§ Предоставленный текст:
# # # # # # #

Способна ли система Гегеля разрешить эту уникальную проблему, требующую бесконечной страсти к блаженству — той страсти, ради которой Евангелие предписывает оставить отца и мать? Вот вопрос, который задал себе Кьеркегор, — и ответил на него отрицательно. Однако при этом он выводит дискуссию на такую высоту, что, поверх гегелевской системы, достигает понятия объективного знания вообще. В действительности проблема заключается в том, чтобы узнать: можно ли даже самые страстные поиски объективного знания считать равноценными субъективному познанию? Тотчас обнаруживается, что нет, нельзя. Какими бы пристрастными ни были поиски, само по себе объективное знание беспристрастно по определению. После того, как оно обнаружено, пусть даже ценой бесконечного труда, вопрос о его присвоении не стоит. Прямо противоположным образом обстоит дело в отношении субъективного познания: оно заключается именно в присвоении истины субъектом. Под присвоением мы понимаем в данном случае жизненное преобразование, которое претерпевает сам субъект в своем усилии стать объектом. Во всяком познании подобного рода обычная оппозиция субъекта и объекта упраздняется: «Объективно всегда говорится только о вещи; субъективно говорится о субъекте и о субъективности; и вот сама субъективность оказывается вещью»[1049]. Познавать субъективно — значит быть; таким образом, субъективное познание в пределе сливается с самой субъективностью. Подобное познание сущностно отлично от абсолютно отстраненного и чисто умозрительного познания, которое состоит в отражении того, что не есть субъект. Но чем более субъект погружается в субъективное познание, тем более отвращается от познания объективного. Эти два способа познания не просто различны или дополнительны, но непримиримо противоположны.

# # # # # # #

§ Исходные данные:
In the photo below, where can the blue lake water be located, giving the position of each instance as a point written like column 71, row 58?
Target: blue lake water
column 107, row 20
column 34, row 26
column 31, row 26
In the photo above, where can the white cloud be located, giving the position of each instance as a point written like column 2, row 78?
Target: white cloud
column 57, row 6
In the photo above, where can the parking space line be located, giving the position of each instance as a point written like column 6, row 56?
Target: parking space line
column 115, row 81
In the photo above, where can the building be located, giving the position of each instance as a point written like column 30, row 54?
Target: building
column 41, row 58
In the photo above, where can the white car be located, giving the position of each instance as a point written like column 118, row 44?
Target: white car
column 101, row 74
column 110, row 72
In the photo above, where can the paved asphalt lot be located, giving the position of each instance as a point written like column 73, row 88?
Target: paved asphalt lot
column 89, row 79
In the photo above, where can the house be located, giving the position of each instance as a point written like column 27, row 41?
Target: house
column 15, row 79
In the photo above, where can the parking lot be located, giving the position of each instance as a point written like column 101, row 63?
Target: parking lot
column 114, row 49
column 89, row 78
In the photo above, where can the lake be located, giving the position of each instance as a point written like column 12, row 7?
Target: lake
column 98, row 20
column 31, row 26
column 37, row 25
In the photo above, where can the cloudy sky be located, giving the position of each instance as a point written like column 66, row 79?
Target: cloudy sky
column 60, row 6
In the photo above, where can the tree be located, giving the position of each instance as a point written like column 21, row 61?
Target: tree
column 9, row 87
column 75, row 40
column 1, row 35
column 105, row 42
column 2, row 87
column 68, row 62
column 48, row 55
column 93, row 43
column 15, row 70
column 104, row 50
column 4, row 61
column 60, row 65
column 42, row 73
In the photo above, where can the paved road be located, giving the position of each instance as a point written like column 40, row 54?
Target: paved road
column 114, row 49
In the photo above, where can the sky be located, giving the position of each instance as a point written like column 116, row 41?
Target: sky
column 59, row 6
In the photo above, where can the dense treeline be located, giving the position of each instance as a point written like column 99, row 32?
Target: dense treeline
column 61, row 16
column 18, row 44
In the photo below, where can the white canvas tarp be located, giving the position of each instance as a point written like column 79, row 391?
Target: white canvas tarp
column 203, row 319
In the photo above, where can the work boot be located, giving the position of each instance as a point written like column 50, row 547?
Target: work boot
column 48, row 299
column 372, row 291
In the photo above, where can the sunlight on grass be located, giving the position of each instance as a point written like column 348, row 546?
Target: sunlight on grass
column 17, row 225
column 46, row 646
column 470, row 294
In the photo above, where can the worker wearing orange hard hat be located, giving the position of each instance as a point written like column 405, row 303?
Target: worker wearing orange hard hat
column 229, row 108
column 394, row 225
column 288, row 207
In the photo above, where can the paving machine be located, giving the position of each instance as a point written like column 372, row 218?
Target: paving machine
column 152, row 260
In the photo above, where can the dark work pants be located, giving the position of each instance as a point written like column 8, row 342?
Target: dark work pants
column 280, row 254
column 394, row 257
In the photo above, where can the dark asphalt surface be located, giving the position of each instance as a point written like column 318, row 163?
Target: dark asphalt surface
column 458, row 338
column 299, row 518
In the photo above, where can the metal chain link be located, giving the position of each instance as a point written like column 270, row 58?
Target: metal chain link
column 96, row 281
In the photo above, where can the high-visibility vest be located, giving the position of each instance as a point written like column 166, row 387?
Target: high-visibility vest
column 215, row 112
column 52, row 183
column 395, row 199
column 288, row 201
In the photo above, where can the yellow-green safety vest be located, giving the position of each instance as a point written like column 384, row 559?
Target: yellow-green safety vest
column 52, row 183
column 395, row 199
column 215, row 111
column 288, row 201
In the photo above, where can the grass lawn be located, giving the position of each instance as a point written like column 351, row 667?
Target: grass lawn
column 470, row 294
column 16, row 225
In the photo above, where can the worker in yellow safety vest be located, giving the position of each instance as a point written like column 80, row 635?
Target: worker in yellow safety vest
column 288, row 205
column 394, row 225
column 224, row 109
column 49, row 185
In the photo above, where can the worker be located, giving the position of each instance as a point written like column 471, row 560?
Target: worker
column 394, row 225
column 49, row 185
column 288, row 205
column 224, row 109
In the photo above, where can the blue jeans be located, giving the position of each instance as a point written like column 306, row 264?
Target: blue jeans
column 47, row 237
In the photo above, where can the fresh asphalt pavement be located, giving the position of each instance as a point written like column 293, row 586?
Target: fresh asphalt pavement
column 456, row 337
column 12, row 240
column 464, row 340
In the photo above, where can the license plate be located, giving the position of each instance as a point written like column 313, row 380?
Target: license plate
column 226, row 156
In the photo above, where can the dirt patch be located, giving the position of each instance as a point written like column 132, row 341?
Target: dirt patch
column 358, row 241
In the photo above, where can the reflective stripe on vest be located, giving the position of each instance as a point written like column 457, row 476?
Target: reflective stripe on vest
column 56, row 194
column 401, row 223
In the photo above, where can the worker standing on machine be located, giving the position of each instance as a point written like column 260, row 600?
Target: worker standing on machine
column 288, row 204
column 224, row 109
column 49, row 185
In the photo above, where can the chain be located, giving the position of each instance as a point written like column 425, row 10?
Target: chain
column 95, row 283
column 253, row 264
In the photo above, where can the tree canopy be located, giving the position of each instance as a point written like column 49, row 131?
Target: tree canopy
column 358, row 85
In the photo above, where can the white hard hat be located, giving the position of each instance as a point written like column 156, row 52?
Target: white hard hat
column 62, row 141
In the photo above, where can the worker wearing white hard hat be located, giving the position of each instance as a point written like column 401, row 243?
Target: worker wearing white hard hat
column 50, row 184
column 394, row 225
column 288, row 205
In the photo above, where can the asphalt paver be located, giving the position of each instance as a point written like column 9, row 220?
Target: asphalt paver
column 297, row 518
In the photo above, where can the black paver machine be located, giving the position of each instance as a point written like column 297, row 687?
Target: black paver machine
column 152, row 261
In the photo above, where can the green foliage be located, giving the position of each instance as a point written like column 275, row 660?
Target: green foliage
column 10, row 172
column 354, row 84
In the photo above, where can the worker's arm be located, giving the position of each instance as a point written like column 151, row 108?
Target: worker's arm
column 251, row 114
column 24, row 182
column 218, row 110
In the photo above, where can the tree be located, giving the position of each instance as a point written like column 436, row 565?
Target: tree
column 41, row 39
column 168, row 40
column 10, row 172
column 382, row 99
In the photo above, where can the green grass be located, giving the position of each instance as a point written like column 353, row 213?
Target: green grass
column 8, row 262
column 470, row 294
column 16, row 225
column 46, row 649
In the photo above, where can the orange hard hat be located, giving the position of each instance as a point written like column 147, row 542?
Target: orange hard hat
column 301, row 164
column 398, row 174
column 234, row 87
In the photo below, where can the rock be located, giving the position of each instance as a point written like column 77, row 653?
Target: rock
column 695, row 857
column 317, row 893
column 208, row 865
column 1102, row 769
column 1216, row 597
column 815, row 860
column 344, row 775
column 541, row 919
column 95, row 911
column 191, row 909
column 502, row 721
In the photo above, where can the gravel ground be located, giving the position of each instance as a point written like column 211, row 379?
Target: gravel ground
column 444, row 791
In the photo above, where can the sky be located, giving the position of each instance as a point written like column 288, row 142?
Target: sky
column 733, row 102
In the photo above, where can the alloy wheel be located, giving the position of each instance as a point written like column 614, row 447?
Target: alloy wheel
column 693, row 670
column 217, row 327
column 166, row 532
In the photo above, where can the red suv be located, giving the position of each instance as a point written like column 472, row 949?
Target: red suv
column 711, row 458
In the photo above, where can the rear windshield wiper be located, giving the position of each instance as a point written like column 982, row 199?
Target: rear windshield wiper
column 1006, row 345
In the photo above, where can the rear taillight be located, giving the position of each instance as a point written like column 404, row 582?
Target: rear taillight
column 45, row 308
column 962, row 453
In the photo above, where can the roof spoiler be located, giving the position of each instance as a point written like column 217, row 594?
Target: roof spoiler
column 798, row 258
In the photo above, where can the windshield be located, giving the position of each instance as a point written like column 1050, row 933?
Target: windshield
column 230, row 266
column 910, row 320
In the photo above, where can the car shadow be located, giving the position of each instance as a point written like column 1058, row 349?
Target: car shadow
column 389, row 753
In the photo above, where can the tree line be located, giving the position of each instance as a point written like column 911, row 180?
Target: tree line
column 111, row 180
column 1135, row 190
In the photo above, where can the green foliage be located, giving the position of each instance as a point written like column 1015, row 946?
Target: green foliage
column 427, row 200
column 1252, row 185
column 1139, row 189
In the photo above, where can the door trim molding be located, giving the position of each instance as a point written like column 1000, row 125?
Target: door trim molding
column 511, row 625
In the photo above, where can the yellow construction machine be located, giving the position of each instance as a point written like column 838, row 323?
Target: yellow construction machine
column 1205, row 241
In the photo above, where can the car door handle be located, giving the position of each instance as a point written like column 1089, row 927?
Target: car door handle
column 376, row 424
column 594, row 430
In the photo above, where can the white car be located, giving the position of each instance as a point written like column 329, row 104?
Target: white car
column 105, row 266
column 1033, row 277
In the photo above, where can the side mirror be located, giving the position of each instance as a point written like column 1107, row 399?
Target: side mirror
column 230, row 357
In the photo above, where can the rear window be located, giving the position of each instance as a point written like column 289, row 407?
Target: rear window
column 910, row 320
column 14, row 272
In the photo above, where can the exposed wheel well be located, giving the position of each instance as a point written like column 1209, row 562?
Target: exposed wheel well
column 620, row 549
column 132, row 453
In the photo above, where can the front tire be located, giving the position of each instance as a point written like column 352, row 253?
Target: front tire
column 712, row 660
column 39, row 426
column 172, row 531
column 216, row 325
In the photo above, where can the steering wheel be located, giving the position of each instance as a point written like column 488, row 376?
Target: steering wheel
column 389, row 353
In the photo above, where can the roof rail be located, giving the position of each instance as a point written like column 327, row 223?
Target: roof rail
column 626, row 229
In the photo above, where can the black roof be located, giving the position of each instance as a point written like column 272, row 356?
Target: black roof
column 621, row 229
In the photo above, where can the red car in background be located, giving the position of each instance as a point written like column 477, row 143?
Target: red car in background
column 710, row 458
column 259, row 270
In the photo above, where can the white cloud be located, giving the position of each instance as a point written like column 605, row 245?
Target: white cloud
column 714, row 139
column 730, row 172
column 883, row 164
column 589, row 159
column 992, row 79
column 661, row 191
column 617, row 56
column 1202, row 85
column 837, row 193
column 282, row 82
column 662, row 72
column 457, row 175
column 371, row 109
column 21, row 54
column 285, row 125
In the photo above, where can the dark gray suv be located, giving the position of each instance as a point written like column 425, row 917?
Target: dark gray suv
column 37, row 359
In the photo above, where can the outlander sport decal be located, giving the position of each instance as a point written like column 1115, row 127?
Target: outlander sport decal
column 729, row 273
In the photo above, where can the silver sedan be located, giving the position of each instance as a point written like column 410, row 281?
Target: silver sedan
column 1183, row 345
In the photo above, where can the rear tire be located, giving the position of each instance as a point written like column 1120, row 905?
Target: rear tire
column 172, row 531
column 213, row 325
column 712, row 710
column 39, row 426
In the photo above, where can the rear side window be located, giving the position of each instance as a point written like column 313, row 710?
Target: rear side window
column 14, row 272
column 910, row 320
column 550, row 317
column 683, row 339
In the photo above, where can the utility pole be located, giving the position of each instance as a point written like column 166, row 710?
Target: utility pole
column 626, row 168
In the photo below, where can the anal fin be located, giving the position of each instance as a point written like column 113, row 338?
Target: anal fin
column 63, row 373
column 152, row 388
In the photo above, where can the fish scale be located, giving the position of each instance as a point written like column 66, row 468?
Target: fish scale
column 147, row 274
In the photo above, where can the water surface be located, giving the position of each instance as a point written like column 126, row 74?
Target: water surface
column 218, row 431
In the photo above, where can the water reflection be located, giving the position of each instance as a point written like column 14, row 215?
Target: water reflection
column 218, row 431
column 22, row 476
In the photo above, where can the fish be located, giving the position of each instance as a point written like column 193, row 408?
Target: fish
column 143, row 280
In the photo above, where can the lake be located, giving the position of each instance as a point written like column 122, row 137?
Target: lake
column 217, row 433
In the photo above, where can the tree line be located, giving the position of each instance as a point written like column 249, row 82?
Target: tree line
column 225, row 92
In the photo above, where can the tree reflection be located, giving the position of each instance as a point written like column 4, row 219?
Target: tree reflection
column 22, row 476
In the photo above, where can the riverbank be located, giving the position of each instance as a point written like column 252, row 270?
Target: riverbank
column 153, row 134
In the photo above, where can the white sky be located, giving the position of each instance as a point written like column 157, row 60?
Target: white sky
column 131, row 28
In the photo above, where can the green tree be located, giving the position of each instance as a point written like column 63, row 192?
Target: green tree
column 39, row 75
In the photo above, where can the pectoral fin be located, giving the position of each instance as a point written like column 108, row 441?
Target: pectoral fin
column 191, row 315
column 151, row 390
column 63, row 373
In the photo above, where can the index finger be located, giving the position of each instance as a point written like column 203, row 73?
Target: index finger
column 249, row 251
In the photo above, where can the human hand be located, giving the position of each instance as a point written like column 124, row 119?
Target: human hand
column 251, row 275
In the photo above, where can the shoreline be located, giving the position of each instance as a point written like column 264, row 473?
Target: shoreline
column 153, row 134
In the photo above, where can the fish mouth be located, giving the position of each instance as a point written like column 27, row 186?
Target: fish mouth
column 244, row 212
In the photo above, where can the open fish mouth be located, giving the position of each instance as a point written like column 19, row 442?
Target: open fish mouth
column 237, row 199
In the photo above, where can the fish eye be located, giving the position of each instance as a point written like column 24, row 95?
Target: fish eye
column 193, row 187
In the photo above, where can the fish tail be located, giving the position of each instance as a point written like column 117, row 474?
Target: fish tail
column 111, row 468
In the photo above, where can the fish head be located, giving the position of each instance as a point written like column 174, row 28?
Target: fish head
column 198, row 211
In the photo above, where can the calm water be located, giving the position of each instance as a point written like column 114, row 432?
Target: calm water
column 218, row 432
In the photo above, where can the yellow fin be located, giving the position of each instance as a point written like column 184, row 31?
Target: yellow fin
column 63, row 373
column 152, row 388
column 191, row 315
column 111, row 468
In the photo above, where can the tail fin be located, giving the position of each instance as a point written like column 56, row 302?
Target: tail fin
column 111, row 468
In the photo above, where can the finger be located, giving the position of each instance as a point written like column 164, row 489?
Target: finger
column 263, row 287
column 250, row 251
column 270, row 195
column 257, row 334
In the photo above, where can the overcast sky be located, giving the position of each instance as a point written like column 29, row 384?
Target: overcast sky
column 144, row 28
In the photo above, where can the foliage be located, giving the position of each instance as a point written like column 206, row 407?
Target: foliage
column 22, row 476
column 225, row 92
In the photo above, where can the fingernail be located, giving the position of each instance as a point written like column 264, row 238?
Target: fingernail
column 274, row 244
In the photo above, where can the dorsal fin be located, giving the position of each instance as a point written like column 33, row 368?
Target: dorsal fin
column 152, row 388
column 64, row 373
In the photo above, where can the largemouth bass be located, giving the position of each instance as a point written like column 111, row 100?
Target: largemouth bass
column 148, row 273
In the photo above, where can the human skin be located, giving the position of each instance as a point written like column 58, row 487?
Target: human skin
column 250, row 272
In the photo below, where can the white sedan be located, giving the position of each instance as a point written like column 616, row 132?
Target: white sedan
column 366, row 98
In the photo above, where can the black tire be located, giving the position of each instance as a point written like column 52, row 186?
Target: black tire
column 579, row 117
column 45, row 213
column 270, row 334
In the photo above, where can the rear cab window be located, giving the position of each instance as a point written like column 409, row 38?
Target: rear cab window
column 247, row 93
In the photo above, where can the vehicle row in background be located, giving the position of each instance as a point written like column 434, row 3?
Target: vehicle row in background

# # # # # # #

§ Письменное задание:
Ответьте на вопросы по фрагменту о Кьеркегоре и Гегеле.
1. Как Кьеркегор ответил на вопрос о том, способна ли система Гегеля разрешить описанную проблему?
2. Что в тексте понимается под присвоением?
3. Какими названы два способа познания в последнем предложении?

§ Результат выполнения:
1. Кьеркегор ответил на этот вопрос отрицательно.
2. Под присвоением понимается жизненное преобразование, которое претерпевает сам субъект в своем усилии стать объектом.
3. Они названы не просто различными или дополнительными, а непримиримо противоположными.